# YOUR GOAL
Reproduce the entire listing below line for line, without altering anything.

begin

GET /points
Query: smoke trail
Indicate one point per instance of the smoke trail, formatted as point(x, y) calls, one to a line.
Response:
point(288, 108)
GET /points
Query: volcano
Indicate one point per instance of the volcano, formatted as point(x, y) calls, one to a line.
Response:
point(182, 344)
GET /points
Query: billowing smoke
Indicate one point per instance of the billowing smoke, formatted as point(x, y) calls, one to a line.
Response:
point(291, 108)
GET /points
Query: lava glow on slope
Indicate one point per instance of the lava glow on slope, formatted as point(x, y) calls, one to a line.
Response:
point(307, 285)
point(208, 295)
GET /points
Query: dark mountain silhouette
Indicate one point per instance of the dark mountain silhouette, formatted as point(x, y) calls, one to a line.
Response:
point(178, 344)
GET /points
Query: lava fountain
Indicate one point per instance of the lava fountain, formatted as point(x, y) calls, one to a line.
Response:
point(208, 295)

end

# COMPLETE ANSWER
GET /points
Query: smoke trail
Indicate one point per instance of the smoke trail, formatted as point(x, y) calls, one to a line.
Response:
point(288, 108)
GET /points
Query: volcano
Indicate one point per instance of the volcano, formatted as point(x, y) calls, one to a line.
Response:
point(182, 344)
GET /points
Query: billowing smoke
Indicate one point per instance of the billowing smoke, formatted as point(x, y) calls, one to a line.
Response:
point(291, 108)
GET /points
Query: lava glow on slope
Indicate one point per instance of the lava glow on slope, formatted as point(x, y) calls, one to a line.
Response:
point(307, 285)
point(208, 295)
GET /points
Query: dark mountain silhouette
Indicate one point per instance of the dark mountain silhouette, formatted as point(x, y) calls, one to a line.
Response:
point(178, 344)
GET /points
Query: lava fountain
Indicate one point per instance of the lava fountain, formatted as point(x, y) calls, one to a line.
Response:
point(208, 295)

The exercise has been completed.